[START QUOTED PASSAGE]

National Predictable Radio Strikes Again

The highly skewed lineup chosen by NPR for its in depth series on the Mideast conflict led to a predictably poor start on Monday with the airing of “Theodor Herzl and the First Zionist Congress.” No doubt guided by the tendentious “experts” he had assembled, host Mike Shuster asserted with no equivocation that:

The idea of a modern state for the Jews emerged from the mind of Theodor Herzl, for whom Zionism was political and had nothing to do with Judaism, the religion, says Avi Shlaim, author of The Iron Wall: Israel and the Arab World.

Shlaim then stated:

Herzl was an assimilated Viennese Jew, a journalist and a playwright. He was completely secular and he had no particular attachment to the Jewish religion. As he conceived it, the idea of a Jewish state was a secular idea.

Shuster’s statement, and Shlaim’s answer, are utter nonsense, but nonsense with a clear purpose. Indeed, as Professor Amitai Etzioni put it in a review of a book by Shlaim, “Israeli revisionism is linked to a drive to end the Zionist project and revoke the notion that Israel is a Jewish state.” (The Weekly Standard, January 17, 2001)

But contrary to Shlaim and Shuster, Herzl did want a Jewish state, as discussed in depth by Yoram Hazony in his essay “Did Herzl Want a Jewish State.” (Azure, Spring 2000). Herzl in fact had a deep attachment to the Jewish religion, and thought that such an attachment was crucial if Zionism was to succeed. A selection of Herzl’s writings as quoted by Hazony proves just how ludicrous are NPR’s claims. Let’s start with the essay Menora in which, as Hazony writes, Herzl described the joy of turning his back on Christmas and for the first time lighting the Hanuka candelabrum with his children:

Gradually his soul became one bleeding wound. Now this secret psychic torment had the effect of steering him to its source, namely, his Jewishness, with the result that he experienced a change that might never have taken place in better days…. He began to love Judaism with a great fervor. At first he did not fully acknowledge this… but finally it grew so powerful… that there was only one way out… namely, to return to Judaism. (Die Welt, December 31, 1897)

[END QUOTED PASSAGE]

→ **WHAT TO PRODUCE**
Write the next part of the article criticizing NPR's segment on Theodor Herzl, picking up after its last quoted passage.

[START RECORD LIST]

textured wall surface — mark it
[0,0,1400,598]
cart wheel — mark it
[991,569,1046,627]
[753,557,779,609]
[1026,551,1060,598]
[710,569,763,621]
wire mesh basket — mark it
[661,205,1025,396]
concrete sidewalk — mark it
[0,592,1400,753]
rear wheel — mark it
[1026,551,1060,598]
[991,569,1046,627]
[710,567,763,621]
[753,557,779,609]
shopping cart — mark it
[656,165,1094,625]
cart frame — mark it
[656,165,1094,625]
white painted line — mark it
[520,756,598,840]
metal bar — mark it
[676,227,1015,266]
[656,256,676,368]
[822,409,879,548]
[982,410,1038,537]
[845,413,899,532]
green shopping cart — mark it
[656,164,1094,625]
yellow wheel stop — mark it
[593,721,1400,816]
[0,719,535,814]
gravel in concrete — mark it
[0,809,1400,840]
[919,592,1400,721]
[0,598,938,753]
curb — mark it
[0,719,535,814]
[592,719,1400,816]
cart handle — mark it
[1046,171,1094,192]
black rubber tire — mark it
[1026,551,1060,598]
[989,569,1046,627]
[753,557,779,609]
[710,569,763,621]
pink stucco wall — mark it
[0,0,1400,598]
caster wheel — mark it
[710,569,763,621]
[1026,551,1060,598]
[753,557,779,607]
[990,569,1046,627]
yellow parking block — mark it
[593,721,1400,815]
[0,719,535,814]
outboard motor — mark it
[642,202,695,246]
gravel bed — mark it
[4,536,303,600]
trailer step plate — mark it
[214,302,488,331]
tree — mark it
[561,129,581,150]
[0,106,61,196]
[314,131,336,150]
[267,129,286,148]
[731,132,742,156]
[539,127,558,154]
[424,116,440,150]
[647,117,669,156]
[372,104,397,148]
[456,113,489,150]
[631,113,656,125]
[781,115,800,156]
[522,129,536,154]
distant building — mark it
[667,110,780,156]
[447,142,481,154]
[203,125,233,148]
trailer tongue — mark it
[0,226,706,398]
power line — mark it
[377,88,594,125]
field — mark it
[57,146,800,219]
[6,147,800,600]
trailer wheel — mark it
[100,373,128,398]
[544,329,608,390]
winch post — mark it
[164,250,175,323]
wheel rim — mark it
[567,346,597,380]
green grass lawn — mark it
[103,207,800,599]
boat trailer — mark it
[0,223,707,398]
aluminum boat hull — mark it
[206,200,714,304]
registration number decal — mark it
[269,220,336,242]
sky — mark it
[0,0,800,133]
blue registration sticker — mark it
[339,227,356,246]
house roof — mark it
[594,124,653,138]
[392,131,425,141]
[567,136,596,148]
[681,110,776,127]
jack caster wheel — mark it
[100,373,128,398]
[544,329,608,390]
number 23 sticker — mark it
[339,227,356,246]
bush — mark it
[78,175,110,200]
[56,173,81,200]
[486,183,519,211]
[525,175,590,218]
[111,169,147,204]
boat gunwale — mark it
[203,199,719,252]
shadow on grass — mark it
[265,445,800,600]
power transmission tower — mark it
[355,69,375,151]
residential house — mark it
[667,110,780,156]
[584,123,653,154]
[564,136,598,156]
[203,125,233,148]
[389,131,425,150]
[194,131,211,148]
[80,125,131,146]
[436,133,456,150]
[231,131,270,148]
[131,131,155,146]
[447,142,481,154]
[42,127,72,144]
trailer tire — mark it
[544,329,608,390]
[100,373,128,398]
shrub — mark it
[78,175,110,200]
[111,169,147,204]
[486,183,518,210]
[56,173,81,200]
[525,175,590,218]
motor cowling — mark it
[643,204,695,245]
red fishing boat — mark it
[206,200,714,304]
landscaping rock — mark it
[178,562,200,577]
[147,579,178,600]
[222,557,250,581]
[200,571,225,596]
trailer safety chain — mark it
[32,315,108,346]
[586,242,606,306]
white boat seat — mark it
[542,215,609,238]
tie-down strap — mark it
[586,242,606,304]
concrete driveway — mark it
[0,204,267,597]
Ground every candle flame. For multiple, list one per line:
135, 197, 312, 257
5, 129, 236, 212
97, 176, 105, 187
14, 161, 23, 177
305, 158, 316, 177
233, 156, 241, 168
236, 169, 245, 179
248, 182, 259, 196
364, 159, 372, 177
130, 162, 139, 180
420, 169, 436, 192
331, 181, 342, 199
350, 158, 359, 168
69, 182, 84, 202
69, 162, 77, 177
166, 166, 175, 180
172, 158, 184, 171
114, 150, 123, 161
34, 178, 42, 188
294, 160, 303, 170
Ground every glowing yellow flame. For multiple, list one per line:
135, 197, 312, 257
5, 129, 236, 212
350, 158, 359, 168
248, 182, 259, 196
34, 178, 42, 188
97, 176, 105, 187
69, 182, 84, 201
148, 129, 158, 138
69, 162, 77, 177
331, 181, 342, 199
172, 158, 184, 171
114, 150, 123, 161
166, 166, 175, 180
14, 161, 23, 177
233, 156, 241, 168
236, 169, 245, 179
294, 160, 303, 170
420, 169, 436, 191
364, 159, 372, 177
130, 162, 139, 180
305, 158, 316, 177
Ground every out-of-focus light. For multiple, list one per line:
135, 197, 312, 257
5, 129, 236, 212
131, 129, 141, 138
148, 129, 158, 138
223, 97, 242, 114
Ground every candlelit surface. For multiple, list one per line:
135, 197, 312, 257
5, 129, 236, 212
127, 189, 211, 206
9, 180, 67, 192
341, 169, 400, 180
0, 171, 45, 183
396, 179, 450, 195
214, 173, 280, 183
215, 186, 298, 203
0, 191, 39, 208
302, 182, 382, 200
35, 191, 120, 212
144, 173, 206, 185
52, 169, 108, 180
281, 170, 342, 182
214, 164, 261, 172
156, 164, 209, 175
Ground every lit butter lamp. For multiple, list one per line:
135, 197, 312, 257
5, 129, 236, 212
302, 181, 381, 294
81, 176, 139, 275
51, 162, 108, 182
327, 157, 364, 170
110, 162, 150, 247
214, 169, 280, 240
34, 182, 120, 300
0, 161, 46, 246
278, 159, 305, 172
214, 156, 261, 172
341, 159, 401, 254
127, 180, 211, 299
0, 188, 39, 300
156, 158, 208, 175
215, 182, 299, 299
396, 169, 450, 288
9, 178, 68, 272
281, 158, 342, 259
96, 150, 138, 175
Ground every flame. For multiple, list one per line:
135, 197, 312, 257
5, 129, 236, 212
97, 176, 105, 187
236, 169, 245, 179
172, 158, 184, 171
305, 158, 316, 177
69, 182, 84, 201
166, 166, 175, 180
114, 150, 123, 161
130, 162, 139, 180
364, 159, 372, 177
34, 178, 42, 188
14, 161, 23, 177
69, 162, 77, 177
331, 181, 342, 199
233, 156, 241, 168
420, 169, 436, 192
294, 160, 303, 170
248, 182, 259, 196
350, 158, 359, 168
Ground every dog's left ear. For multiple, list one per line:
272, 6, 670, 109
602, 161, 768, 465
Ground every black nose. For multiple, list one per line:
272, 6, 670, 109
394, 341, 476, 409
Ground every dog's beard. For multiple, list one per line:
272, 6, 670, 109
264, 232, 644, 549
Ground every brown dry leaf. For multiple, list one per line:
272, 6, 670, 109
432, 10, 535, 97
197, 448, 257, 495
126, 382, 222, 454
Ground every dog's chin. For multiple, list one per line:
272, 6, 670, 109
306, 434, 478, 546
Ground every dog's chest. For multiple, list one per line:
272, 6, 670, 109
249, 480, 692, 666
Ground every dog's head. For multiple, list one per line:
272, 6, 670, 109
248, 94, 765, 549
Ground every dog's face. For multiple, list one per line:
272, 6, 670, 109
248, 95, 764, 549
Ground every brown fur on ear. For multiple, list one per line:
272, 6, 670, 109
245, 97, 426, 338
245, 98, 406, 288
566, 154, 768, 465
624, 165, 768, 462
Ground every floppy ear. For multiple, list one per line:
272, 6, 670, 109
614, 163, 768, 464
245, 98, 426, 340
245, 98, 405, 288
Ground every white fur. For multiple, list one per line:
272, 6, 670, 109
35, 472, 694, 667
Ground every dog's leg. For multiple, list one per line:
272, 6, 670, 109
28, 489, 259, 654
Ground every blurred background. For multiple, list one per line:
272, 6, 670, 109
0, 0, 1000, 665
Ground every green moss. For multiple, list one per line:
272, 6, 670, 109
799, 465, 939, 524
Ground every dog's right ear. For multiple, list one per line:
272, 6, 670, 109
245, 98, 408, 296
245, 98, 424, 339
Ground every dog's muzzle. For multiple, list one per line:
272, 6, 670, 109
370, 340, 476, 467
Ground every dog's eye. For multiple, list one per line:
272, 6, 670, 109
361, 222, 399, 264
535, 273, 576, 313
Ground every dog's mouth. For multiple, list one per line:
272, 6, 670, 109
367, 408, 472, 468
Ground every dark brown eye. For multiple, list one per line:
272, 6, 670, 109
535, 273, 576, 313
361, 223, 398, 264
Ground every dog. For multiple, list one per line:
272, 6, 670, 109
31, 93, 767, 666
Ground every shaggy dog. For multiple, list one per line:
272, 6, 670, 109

[END RECORD LIST]

→ **RESULT FOR THIS EXERCISE**
And hardly the devout secularist portrayed by NPR, Herzl freely invoked God in his plans:

By means of our state, we can educate our people for tasks which still lie beyond our horizon. For God would not have preserved our people for so long if we did not have another destiny in the history of mankind. (Herzl, Briefe und Tagebuecher, vol. 2, pp. 128- 129)

Herzl also believed that a return to Judaism was essential for the success of Zionism, and resolved that his children would be better educated in their religion than was he:

Perhaps the generation that had grown up under the influence of other cultures was no longer capable of that return [to Judaism] which he had discovered as the solution. But the next generation, provided it were given the right guidance early enough, would be able to do so. He therefore tried to make sure that his own children, at least, would be shown the right way. He was going to give them a Jewish education from the very beginning. (Menora)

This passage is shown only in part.